DIRECTIONS:
Which lines of the data below hold "rings"? Copy each of them.

AVAILABLE RECORDS:
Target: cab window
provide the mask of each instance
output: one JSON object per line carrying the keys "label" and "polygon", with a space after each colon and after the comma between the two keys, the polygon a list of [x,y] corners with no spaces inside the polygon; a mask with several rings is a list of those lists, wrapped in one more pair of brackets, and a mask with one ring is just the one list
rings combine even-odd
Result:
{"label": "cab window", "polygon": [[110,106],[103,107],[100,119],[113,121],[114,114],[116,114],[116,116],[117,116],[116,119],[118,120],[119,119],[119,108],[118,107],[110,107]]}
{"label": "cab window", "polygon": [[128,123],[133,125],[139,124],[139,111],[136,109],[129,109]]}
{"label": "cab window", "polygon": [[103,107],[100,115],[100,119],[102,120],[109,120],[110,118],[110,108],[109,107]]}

EXERCISE OUTPUT:
output: one JSON object per line carrying the keys "label" and "polygon", with a space after each colon and after the comma between the two keys, the polygon a list of [x,y] corners with no spaces inside the polygon; a mask with several rings is a list of those lists, wrapped in one more pair of brackets, and a mask with one ring is just the one list
rings combine even-odd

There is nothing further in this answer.